• **YOUR INSTRUCTIONS**
Can you copy out the data below with every "horse" changed to "pony" and everything else kept the same? Leave the pictures out of your answer.

• **SUPPLIED RECORDS**
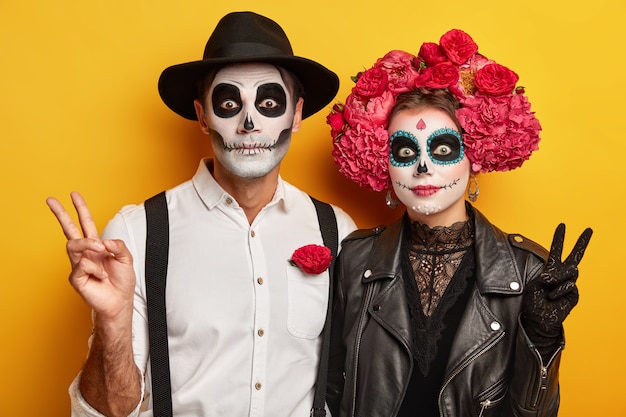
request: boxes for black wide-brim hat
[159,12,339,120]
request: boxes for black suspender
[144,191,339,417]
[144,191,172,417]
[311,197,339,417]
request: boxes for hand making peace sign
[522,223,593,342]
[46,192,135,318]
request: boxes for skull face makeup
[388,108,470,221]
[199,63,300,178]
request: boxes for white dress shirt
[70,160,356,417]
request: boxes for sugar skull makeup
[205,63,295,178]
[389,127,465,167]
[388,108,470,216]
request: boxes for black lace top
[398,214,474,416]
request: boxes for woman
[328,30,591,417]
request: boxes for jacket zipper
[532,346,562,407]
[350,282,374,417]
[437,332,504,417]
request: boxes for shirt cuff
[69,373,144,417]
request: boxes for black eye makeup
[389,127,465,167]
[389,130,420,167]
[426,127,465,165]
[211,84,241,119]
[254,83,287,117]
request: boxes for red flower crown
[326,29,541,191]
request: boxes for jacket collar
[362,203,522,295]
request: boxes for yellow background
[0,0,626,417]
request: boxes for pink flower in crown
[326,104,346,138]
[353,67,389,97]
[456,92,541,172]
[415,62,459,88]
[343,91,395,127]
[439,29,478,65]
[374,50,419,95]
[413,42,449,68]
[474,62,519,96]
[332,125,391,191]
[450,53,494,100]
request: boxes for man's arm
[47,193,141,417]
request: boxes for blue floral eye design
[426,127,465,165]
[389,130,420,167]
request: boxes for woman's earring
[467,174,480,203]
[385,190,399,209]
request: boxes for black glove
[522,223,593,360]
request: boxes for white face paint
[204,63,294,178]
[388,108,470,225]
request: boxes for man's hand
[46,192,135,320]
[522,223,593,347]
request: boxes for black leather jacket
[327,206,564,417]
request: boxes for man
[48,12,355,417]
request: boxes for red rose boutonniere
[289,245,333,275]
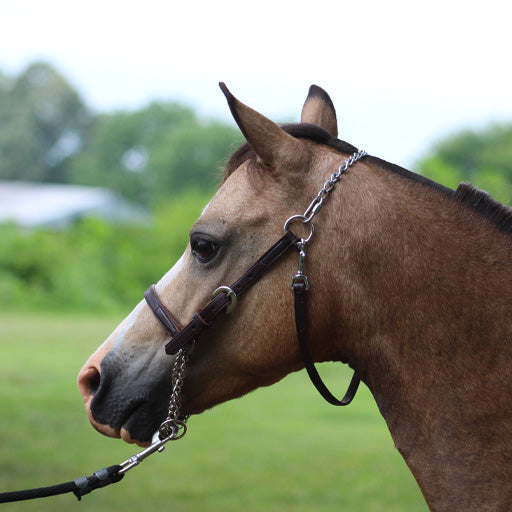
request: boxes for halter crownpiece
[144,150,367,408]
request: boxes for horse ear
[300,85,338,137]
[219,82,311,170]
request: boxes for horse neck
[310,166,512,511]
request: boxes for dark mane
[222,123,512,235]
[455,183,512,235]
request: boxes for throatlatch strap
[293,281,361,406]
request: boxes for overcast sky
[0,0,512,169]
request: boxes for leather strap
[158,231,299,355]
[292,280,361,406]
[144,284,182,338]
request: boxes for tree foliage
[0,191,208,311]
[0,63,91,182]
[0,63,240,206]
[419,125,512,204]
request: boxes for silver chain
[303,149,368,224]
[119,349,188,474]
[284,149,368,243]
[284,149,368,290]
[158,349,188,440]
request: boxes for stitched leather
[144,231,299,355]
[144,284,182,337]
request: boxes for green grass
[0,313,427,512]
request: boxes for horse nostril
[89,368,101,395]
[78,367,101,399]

• **EXPECTED OUTPUT**
request: boxes for black wide-brim hat
[159,12,339,120]
request: boxes for black suspender
[144,191,339,417]
[144,191,172,417]
[311,197,339,417]
request: boxes for hand making peace sign
[522,223,593,342]
[46,192,135,318]
request: boxes for skull face makeup
[388,108,470,221]
[199,63,300,178]
request: boxes for white dress shirt
[70,160,356,417]
request: boxes for sugar skull makeup
[205,63,295,178]
[389,127,465,167]
[388,108,470,216]
request: boxes for black lace top
[398,214,474,416]
request: boxes for woman
[328,30,591,417]
request: boxes for jacket zipper
[532,346,562,407]
[350,282,374,417]
[437,332,504,417]
request: boxes for shirt cuff
[69,373,144,417]
request: boxes for black eye makeup
[389,127,465,167]
[389,130,420,167]
[426,127,465,165]
[211,84,241,119]
[254,83,287,117]
request: boxes for red flower crown
[326,29,541,191]
request: boxes for jacket collar
[362,203,522,295]
request: boxes for yellow background
[0,0,626,417]
request: boxes for pink flower in crown
[326,104,346,138]
[353,67,389,97]
[456,92,541,172]
[415,62,459,88]
[343,91,395,127]
[439,29,478,65]
[374,50,419,95]
[413,42,449,68]
[474,62,519,96]
[332,125,391,191]
[450,53,494,100]
request: boxes for man's arm
[47,193,141,417]
request: boxes for blue floral eye design
[426,127,465,165]
[389,130,420,167]
request: boxes for woman's earring
[467,174,480,203]
[385,190,399,209]
request: boxes for black glove
[522,223,593,360]
request: boxes for white face paint
[204,63,294,178]
[388,108,470,225]
request: boxes for man's hand
[46,192,135,320]
[522,223,593,347]
request: boxes for black leather jacket
[327,206,564,417]
request: boxes for man
[48,12,355,417]
request: boxes for red rose boutonniere
[289,245,333,275]
request: boxes for halter crownpiece
[144,150,367,408]
request: boxes for pony ear
[300,85,338,137]
[219,82,311,170]
request: boxes for pony neck
[310,166,512,511]
request: boxes for dark mane
[222,123,512,235]
[455,183,512,235]
request: boxes for throatlatch strap
[293,281,361,406]
request: boxes for overcast sky
[0,0,512,169]
request: boxes for leather strap
[158,231,299,355]
[292,280,361,406]
[144,284,182,338]
request: boxes for tree foliage
[0,191,208,311]
[0,63,91,182]
[0,63,240,206]
[419,125,512,204]
request: boxes for silver chain
[303,149,368,224]
[119,349,188,474]
[284,149,368,243]
[284,149,368,290]
[158,349,188,440]
request: boxes for stitched leather
[144,231,299,355]
[144,284,182,337]
request: boxes for green grass
[0,313,427,512]
request: boxes for pony nostril
[89,368,101,395]
[78,367,101,399]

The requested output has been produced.